| TEXTO DE LEITURA |
********
É preciso situar o leitor deste review para que este possa entender a importância do discurso de PéPequeno. Na história, Migo é um jovem ieti que habita as montanhas com toda sua comunidade. Lá, os seres humanos (ou pé pequenos) são tidos como lenda e descobrimos, por meio de uma canção, que os ietis vivem em harmonia sem questionar nada do que está escrito nas Pedras – que ficam aos cuidados do Guardião das Pedras, uma espécie de Moisés bíblico que protege os mandamentos. Note que ele possui até um cajado.
Até que um dia Migo vê um “pé pequeno” e volta desesperado à vila para contar a novidade, mas é banido pelo Guardião por difamar uma suposta verdade absoluta. Com isso, Migo passa a questionar as pedras que ditam o comportamento de todos ali, que contam desde como os ietis foram criados, até como a montanha em que vivem se sustenta, seria tudo uma grande mentira?
Em sua jornada em busca do homem que viu, Migo se junta a outros ietis menos quistos no vilarejo – justamente por pensarem diferente dos demais – e que o recebem aos cantos de “um de nós, um de nós”, numa referência ao clássico Monstros, de 1932, onde algumas aberrações de um circo também são subjugadas por humanos.
Vlogger
É quando Migo conhece Percy, um vlogueiro – ou vlogger –, que outra camada é adicionada ao roteiro de PéPequeno. A princípio, não nos identificamos com Percy por ele representar um explorador dos animais e do meio ambiente, que faz isso apenas por fama e curtidas, e é justamente esse o motivo de sua ida ao Nepal: filmar um ieti para que seu vídeo viralize, nem que para isso seja preciso vestir uma fantasia fake.
Com o tempo, percebemos que Percy também tem um lado bom – como qualquer ser humano – e notamos isso justamente quando ele e Migo precisam se comunicar e vencer a barreira das línguas diferentes. Aos ouvidos de Migo, a voz de Percy parece mais com balbucios de um bebê, enquanto a voz de Migo, para Percy, são rugidos de uma fera, são momentos cômicos e fofos que nos tiram boas risadas.
A partir desta relação, mais uma vez a história bate na tecla do medo do desconhecido. E é justamente quando Migo retorna com Percy ao vilarejo, para mostrar que estava certo, que percebemos toda a preocupação do Guardião com a presença de um humano ali, e ao som de um rap entoado pelo próprio Guardião, notamos que até mesmo a maior das mentiras guarda alguma verdade.
O Guardião não está de todo errado com sua visão sobre a humanidade. Conforme vamos vendo as figuras nas paredes da caverna, e prestamos atenção à letra da música, sentimos uma imensa vergonha por sermos uma raça tão destruidora, e é completamente plausível que sejamos vistos como ameaça e até como monstros pelos ietis. Afinal, desde os primórdios, não atacamos os animais e o meio ambiente? Até mesmo os imigrantes são tratados como se fossem uma sub-raça hoje em dia.
********
| TAREFA PROPOSTA |
Indique se cada afirmação abaixo concorda com a resenha sobre PéPequeno, respondendo sim ou não e citando literalmente as palavras do texto que decidem a questão.
1. Migo é banido pelo Guardião depois de contar que viu um "pé pequeno".
2. Percy vai ao Nepal para estudar a preservação do meio ambiente.
3. Para Migo, a voz de Percy soa como rugidos de uma fera.
********
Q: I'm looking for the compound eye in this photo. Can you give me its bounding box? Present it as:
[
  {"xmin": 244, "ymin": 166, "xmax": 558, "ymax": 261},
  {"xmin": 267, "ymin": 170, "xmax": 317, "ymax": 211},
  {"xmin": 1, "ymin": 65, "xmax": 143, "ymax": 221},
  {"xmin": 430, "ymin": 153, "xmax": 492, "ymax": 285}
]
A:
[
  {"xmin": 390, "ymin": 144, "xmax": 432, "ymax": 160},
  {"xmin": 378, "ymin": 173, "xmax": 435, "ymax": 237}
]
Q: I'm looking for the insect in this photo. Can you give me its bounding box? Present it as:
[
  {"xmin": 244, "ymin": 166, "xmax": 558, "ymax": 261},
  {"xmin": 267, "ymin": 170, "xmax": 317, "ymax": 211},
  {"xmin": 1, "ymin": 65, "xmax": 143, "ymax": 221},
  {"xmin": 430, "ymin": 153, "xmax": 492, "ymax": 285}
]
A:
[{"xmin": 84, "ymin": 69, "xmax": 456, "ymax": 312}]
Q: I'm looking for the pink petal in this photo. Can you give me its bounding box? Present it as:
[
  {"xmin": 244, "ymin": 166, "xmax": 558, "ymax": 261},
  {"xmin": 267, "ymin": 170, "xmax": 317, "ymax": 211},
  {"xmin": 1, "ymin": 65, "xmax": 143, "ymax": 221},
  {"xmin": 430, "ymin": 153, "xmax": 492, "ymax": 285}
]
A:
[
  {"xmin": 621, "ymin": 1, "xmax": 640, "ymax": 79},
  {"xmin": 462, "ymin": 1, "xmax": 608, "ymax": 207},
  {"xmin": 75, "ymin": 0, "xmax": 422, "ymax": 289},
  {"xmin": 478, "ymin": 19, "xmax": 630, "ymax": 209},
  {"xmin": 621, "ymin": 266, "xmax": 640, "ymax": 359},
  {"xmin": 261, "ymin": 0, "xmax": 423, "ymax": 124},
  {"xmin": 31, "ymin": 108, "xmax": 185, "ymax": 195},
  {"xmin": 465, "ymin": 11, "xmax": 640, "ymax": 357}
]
********
| RESPOSTA FINAL |
1. Sim: "mas é banido pelo Guardião por difamar uma suposta verdade absoluta"
2. Não: "filmar um ieti para que seu vídeo viralize"
3. Não: "Aos ouvidos de Migo, a voz de Percy parece mais com balbucios de um bebê"